WHAT IS EXPECTED
For this exercise, retype the lines from the one that holds "372, row 259." through the one that holds "422, row 77." in the records below, both included, exactly and without pictures.

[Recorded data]
------
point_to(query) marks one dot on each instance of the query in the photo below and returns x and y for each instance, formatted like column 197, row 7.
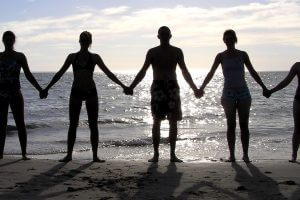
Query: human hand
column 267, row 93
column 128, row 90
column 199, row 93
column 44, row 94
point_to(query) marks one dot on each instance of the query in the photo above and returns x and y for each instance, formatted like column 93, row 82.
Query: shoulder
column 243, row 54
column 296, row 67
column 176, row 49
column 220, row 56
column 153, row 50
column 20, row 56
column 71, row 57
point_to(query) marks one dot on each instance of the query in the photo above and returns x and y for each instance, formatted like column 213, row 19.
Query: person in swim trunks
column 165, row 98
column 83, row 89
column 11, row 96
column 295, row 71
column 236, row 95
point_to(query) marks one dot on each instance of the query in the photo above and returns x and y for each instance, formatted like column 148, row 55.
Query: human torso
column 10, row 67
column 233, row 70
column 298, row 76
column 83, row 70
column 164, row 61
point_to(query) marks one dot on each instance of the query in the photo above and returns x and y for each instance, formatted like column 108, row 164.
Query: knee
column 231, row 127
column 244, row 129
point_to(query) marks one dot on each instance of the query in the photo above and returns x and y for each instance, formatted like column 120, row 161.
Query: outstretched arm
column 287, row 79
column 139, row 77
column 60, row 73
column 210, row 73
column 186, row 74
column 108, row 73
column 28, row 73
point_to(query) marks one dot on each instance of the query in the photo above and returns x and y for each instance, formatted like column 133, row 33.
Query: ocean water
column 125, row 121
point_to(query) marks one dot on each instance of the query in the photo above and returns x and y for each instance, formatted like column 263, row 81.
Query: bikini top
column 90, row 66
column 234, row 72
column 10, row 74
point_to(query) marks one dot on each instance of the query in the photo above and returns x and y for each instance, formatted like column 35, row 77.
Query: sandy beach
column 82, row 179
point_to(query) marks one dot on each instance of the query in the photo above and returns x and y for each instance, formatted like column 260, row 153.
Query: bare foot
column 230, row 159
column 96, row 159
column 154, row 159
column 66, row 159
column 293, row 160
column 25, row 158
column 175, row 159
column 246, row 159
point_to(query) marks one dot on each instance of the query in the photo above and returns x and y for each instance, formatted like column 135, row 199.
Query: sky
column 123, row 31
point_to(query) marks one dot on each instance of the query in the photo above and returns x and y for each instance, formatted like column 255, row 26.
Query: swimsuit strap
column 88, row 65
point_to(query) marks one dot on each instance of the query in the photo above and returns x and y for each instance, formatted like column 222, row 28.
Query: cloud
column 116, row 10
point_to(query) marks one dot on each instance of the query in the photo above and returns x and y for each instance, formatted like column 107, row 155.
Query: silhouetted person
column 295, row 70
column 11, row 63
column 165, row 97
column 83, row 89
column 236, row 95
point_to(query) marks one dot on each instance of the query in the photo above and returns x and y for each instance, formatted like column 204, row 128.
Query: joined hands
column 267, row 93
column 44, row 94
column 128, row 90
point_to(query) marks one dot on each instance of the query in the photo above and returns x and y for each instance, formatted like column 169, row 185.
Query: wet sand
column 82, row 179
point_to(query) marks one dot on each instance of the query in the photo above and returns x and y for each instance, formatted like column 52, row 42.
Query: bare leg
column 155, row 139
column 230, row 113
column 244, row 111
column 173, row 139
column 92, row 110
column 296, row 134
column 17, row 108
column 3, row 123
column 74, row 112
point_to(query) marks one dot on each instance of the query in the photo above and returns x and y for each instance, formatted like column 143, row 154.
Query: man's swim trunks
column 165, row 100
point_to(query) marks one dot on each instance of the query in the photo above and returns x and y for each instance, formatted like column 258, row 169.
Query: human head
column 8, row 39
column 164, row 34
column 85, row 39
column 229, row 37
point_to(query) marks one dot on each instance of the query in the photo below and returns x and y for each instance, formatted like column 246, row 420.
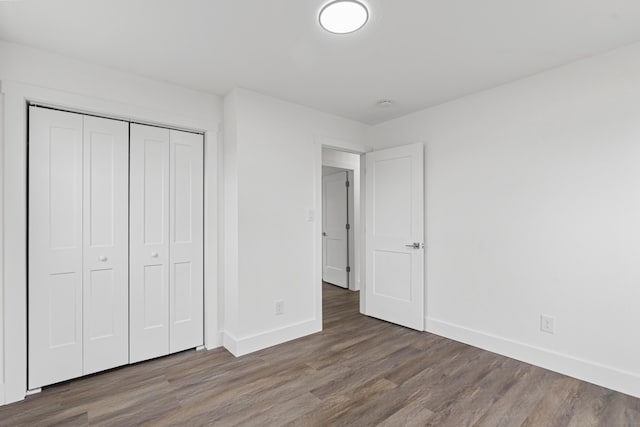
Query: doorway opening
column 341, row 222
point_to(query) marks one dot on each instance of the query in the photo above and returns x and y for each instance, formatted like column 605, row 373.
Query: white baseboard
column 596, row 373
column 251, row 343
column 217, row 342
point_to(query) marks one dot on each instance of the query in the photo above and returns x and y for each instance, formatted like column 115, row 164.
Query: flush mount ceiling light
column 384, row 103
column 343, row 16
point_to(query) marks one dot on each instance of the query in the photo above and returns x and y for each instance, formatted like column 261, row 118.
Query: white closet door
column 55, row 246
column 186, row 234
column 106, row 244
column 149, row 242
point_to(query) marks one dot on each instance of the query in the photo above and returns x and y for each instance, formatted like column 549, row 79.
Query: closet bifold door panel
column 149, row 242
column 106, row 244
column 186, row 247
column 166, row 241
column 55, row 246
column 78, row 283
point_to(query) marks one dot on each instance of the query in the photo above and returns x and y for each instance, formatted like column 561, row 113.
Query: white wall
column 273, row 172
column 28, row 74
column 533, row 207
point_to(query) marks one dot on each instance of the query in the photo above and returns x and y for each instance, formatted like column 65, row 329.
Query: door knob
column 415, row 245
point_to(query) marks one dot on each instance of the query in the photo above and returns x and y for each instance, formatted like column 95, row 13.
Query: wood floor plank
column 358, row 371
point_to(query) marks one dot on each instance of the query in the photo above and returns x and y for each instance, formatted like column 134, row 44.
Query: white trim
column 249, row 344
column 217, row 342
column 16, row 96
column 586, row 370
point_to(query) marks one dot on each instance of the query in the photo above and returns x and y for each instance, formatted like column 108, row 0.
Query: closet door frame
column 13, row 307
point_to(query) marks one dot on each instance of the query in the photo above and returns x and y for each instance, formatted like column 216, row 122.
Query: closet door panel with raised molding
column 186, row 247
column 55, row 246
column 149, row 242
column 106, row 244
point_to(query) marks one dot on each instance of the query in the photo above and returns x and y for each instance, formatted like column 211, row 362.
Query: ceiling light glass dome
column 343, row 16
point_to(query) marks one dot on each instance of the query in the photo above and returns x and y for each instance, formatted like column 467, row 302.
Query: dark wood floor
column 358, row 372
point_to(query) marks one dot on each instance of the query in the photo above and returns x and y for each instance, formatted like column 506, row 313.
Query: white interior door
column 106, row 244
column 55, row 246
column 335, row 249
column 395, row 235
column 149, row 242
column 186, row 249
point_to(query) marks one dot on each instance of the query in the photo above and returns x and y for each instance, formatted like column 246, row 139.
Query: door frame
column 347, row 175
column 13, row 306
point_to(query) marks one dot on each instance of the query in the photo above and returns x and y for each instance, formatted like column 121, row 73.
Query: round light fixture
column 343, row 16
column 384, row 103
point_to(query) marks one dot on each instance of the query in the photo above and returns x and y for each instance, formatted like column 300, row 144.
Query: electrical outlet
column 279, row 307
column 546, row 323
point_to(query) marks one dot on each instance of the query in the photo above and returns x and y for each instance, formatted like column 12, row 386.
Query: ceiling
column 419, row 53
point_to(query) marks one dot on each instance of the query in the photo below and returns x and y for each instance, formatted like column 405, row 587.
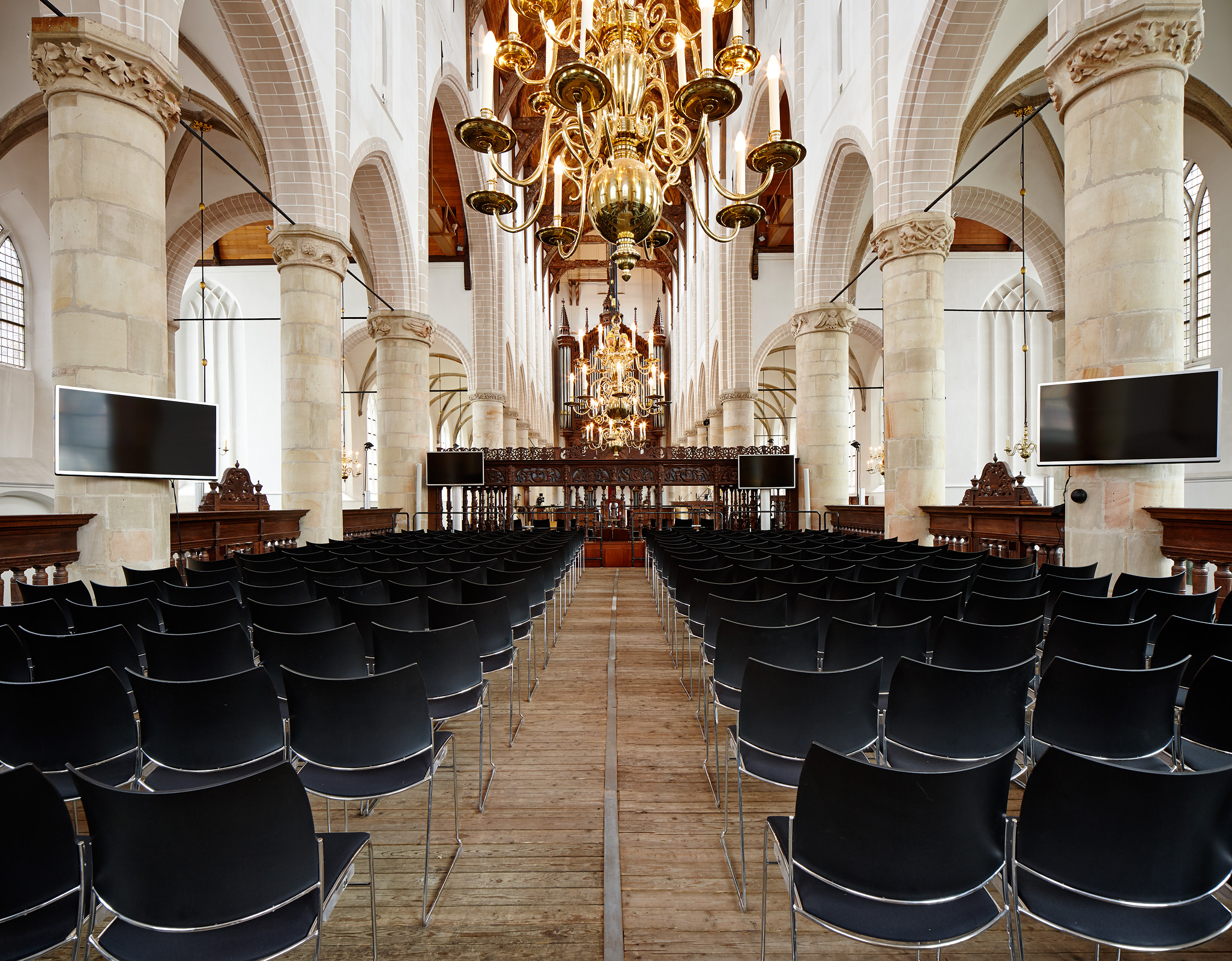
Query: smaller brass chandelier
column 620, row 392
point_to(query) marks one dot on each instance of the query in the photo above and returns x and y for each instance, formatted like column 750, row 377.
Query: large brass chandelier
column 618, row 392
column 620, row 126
------
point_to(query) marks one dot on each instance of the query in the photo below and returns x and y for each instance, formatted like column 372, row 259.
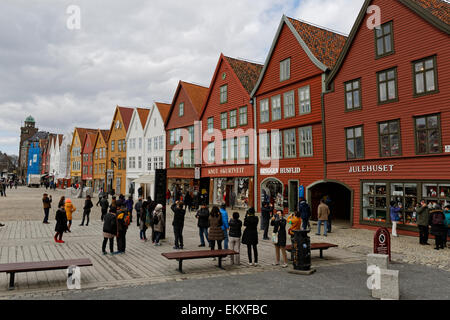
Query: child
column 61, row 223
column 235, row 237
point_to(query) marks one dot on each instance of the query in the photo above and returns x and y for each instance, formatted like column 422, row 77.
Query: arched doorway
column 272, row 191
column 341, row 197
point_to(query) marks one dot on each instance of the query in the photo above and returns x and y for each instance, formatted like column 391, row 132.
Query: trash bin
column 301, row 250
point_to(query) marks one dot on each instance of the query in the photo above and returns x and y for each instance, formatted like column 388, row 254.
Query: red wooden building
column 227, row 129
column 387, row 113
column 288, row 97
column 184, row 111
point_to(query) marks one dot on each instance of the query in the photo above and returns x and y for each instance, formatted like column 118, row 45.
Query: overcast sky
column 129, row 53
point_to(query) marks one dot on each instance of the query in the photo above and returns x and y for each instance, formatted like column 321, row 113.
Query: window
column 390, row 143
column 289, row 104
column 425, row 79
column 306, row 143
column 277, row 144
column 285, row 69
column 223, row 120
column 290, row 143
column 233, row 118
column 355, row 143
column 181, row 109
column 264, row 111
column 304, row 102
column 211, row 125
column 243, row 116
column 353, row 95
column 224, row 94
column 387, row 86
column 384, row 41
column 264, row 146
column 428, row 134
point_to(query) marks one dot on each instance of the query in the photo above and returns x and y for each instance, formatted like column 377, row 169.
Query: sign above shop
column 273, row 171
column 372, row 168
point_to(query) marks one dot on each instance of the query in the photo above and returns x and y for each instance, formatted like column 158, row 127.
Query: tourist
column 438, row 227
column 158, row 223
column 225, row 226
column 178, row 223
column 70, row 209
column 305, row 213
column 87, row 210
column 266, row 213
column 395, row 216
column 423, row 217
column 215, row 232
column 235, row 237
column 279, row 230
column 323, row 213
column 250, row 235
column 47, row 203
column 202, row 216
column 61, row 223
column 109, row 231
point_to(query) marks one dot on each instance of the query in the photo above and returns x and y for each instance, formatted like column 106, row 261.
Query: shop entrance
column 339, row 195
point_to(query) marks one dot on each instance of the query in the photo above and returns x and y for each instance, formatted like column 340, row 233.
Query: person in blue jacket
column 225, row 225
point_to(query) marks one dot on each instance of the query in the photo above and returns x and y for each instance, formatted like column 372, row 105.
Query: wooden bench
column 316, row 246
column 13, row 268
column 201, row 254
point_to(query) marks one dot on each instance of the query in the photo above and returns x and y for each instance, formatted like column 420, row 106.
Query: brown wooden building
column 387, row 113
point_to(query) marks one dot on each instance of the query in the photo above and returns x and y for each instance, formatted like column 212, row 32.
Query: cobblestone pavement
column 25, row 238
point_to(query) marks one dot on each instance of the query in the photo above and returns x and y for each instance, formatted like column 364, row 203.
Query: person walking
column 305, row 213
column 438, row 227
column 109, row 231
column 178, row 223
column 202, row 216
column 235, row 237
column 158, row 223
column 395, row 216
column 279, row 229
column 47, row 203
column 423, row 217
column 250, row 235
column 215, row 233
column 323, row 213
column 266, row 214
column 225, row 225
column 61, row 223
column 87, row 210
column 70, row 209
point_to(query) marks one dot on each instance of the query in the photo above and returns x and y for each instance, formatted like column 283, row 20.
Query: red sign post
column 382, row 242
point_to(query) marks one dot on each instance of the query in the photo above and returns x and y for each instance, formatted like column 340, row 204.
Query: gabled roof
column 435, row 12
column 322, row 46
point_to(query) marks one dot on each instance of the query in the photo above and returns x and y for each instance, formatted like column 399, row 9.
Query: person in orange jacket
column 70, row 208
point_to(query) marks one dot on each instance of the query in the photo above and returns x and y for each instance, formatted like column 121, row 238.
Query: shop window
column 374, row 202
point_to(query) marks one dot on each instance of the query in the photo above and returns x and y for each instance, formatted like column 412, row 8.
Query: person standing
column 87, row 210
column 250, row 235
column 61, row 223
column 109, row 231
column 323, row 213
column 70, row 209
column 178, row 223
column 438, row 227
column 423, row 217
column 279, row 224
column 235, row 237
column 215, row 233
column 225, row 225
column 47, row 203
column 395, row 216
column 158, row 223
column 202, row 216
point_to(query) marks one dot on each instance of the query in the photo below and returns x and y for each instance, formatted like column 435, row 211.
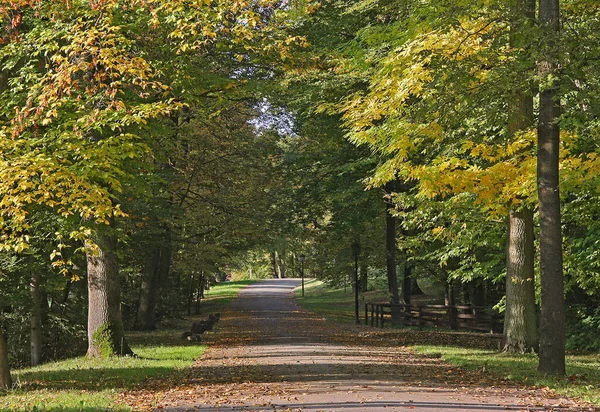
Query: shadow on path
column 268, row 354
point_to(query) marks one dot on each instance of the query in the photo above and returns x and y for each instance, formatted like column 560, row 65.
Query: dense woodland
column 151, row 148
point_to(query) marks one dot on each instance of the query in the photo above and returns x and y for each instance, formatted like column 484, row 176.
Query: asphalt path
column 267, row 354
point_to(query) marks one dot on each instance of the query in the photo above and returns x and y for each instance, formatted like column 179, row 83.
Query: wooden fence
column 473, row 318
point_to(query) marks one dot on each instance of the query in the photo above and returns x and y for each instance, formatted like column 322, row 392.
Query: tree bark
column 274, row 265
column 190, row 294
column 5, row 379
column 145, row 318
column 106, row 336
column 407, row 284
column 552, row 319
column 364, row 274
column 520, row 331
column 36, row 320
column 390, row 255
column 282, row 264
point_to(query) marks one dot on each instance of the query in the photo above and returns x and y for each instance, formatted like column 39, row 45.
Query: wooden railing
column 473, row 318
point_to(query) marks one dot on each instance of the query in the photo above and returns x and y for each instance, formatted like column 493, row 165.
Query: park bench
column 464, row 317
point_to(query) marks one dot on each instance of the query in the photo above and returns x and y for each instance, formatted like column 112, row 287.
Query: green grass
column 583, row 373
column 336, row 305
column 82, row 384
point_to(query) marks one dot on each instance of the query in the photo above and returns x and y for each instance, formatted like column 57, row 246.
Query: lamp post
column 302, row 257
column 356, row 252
------
SOLUTION FOR THIS TASK
point_to(query) marks one dot on each instance of the query in the photo below and returns x and y for each instance, formatted like column 372, row 259.
Query: child
column 61, row 223
column 235, row 237
point_to(query) marks one dot on each instance of the query in the photo above and returns x and y for each instance, formatted like column 422, row 77.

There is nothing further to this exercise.